:: INPUT MATERIAL ::
=== Begin Enclosure ===

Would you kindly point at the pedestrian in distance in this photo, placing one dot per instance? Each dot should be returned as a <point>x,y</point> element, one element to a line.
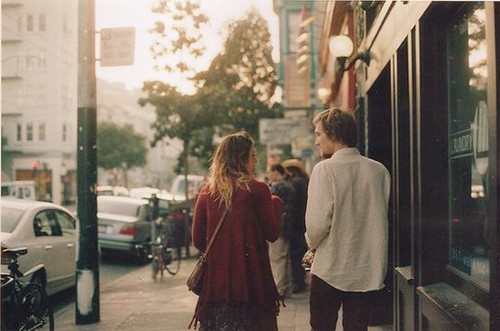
<point>279,251</point>
<point>238,291</point>
<point>298,245</point>
<point>347,224</point>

=== End Enclosure ===

:: THE TASK ::
Repeat the material above verbatim. Leave the pictures behind.

:: SOLUTION BELOW ::
Would you kindly point at the pedestrian in distance in this photo, placing one dot per instance? Each dot should be returned as a <point>x,y</point> element, one element to a line.
<point>279,251</point>
<point>238,291</point>
<point>298,245</point>
<point>347,224</point>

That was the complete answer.